» Work request:
Filter the listing below, keeping every line that holds "target".

» Data supplied:

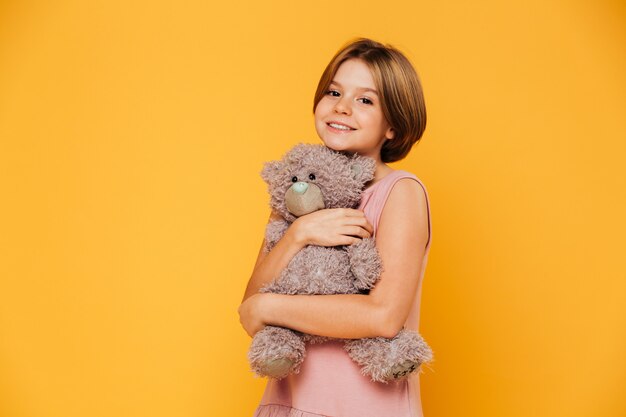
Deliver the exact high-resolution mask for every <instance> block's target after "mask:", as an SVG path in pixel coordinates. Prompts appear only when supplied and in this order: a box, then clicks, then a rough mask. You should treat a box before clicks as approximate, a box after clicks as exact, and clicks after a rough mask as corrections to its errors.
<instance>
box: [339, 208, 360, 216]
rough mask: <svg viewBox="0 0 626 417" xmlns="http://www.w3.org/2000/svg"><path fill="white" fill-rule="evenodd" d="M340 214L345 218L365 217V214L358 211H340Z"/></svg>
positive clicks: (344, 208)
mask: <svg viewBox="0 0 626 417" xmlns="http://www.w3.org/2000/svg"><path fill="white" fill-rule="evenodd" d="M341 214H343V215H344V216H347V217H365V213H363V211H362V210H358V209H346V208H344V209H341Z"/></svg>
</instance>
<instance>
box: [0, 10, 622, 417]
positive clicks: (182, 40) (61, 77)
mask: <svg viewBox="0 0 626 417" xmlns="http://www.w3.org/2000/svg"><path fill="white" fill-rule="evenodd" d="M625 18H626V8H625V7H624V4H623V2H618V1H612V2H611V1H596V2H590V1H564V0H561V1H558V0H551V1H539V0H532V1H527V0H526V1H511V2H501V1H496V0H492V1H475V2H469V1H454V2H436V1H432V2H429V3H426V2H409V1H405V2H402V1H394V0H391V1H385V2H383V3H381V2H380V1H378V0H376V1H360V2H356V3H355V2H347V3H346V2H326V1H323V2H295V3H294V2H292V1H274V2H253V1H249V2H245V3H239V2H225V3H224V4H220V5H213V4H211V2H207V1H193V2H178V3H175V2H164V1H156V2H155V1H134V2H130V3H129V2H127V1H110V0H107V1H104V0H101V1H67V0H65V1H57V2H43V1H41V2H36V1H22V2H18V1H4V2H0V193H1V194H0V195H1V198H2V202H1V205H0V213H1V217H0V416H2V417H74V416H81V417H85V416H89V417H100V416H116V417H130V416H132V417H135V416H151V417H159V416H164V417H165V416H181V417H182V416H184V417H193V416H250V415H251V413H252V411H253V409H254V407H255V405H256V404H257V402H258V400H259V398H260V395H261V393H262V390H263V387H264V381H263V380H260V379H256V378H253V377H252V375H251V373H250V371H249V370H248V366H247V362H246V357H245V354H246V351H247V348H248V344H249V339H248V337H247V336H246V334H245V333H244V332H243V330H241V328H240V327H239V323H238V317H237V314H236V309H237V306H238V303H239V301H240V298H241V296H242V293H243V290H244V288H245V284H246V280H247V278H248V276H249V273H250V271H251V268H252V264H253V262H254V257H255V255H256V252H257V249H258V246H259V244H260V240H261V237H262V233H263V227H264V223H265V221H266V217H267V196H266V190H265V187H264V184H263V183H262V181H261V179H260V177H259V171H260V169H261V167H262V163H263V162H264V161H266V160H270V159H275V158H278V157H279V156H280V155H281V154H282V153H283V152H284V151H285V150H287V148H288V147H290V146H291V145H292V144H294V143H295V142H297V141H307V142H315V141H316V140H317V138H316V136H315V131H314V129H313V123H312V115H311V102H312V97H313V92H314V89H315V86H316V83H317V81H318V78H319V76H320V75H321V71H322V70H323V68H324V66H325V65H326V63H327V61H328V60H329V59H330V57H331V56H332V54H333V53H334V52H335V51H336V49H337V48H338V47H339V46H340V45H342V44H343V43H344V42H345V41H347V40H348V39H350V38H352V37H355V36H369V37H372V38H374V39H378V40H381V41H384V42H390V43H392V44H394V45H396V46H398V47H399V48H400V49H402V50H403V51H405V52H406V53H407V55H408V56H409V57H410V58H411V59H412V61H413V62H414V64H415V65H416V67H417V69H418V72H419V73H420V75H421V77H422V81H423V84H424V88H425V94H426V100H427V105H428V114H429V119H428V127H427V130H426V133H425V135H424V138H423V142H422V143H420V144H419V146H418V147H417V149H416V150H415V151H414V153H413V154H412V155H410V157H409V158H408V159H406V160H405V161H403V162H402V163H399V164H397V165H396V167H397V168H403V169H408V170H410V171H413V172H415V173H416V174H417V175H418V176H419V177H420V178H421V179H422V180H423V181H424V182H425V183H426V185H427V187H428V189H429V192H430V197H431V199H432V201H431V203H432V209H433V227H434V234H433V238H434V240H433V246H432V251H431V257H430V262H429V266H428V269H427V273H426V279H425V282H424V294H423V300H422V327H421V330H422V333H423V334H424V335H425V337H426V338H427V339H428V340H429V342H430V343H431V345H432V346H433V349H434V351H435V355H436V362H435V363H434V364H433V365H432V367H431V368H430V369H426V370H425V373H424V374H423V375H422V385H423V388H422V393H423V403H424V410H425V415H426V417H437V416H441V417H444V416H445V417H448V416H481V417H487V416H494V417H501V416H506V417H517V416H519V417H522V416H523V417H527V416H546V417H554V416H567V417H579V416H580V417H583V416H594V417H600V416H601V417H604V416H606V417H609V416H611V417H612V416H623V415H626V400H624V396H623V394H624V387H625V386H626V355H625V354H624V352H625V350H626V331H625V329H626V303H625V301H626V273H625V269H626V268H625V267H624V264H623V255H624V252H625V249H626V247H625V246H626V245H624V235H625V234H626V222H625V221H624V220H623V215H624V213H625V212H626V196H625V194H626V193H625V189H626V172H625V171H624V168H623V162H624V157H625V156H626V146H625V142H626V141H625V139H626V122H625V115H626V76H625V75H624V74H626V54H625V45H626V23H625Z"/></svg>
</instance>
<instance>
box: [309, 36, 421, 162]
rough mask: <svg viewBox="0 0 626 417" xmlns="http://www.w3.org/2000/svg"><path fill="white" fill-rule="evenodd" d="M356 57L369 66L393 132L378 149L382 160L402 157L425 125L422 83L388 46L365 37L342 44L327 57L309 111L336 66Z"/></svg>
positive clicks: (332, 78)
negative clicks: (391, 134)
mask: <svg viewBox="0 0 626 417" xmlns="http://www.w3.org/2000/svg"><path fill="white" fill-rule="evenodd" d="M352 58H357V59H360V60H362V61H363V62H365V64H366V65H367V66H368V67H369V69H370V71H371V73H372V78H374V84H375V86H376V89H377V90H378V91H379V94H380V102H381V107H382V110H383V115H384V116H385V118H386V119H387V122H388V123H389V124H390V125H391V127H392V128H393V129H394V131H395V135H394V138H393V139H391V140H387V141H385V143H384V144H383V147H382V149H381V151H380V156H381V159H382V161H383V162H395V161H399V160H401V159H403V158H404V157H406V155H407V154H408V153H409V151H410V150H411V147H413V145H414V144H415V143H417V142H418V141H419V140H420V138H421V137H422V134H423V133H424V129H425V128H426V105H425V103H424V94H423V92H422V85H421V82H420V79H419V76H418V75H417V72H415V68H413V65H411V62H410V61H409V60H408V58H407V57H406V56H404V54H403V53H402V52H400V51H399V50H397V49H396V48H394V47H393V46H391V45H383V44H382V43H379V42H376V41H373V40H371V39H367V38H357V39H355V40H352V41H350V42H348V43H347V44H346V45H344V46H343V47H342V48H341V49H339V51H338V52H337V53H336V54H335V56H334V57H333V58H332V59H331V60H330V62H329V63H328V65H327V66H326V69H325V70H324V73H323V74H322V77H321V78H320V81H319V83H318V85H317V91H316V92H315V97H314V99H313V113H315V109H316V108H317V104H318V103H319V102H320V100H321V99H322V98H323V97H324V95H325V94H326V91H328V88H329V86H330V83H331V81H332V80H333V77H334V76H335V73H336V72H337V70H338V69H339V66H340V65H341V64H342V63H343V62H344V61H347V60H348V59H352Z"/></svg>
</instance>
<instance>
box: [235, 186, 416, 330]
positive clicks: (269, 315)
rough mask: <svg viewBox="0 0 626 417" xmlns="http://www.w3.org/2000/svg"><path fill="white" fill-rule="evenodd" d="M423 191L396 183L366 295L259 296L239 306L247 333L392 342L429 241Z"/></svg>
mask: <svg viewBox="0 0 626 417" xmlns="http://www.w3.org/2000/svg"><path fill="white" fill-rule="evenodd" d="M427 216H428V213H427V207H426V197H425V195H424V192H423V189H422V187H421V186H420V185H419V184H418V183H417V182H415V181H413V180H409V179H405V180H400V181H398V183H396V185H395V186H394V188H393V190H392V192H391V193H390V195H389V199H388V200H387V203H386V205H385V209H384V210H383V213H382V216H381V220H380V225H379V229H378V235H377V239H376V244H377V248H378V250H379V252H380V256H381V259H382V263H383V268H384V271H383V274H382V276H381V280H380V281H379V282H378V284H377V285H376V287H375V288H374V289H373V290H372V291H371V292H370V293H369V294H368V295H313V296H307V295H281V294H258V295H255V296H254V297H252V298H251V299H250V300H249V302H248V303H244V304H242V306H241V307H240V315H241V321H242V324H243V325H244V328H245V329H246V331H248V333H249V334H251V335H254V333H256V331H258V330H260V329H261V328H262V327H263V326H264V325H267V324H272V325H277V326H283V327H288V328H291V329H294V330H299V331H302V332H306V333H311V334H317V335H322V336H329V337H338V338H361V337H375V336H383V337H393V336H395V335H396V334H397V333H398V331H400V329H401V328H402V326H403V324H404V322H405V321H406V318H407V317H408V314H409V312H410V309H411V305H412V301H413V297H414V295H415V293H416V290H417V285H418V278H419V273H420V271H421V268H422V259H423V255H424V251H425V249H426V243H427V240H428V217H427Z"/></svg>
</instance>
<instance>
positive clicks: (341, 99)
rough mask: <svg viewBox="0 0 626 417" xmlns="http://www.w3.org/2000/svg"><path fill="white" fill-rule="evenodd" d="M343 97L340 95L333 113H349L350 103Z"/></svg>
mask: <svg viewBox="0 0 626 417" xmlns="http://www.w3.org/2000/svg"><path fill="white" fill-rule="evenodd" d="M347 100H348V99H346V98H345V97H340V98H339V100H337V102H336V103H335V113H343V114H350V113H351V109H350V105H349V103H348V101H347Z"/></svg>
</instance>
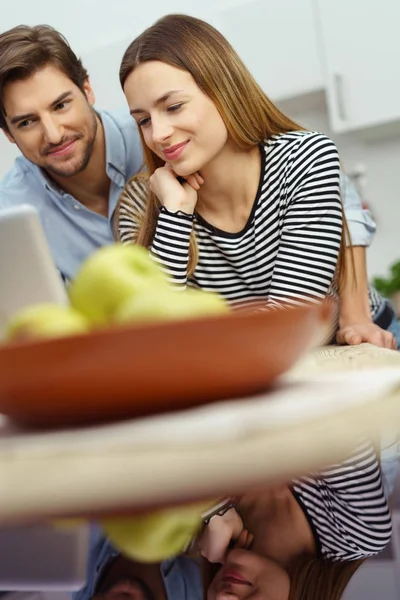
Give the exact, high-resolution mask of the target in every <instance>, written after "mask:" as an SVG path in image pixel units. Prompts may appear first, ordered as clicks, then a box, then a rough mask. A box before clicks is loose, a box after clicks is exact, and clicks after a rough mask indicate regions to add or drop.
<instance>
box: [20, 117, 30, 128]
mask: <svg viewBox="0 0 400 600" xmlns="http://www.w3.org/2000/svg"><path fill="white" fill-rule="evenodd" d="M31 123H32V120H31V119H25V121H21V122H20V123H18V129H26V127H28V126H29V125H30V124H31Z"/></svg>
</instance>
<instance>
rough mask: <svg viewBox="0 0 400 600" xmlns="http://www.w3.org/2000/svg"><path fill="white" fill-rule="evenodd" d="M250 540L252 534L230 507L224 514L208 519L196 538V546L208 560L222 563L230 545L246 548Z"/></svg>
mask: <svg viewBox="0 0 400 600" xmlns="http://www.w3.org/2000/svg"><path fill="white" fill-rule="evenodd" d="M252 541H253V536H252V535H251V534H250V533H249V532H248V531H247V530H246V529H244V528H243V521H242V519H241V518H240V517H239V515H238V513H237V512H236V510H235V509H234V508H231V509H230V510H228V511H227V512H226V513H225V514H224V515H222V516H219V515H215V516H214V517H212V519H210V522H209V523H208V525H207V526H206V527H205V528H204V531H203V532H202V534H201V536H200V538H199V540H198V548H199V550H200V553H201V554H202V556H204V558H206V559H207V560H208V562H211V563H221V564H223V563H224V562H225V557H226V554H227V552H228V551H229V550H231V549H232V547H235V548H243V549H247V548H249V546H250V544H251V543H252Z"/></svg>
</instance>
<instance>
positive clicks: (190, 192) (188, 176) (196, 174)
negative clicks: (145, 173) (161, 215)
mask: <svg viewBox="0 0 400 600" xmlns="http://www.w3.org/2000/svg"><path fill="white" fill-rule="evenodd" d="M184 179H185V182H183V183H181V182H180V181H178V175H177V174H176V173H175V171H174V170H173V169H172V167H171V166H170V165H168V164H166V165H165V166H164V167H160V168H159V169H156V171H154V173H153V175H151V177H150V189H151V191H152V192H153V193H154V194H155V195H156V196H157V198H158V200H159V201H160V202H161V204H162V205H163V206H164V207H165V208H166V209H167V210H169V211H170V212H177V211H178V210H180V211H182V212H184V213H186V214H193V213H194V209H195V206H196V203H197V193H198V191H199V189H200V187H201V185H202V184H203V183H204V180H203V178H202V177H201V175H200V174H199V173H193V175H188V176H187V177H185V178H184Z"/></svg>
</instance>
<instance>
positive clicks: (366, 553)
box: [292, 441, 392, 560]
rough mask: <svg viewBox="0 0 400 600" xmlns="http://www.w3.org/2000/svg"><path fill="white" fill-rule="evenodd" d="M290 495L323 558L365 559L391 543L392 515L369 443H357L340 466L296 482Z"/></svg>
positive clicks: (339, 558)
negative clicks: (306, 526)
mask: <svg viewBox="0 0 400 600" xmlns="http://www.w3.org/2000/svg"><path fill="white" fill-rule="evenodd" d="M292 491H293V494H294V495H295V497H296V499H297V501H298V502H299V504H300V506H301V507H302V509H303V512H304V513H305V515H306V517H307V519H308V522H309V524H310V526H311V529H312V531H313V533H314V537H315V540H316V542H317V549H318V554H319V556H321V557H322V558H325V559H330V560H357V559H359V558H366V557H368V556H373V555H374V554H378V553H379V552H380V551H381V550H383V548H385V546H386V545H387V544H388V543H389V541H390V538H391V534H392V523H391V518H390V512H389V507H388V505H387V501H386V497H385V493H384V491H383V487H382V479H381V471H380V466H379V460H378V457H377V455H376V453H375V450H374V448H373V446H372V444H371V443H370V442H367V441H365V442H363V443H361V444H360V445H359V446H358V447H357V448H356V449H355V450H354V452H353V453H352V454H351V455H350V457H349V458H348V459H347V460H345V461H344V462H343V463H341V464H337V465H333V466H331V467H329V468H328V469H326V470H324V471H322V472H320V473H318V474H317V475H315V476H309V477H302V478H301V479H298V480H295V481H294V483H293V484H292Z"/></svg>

» Expected answer:
Deliver the exact high-resolution mask for every <instance> block's target after "mask:", as an SVG path in pixel coordinates. Prompts appear only when supplied and in this order: a box, then clicks, then a rough mask. You should treat a box before clicks as approximate, a box after clicks as exact, and clicks after a rough mask as corrections to its errors.
Give the exact, high-resolution mask of the target in every <instance>, written after "mask:" as an SVG path in image pixel units. Prompts may appear first, ordered as clicks, then a box, then a rough mask. A box before clicks is loose, a box after clicks is exact, and clicks after a rough mask indicate regions to add or drop.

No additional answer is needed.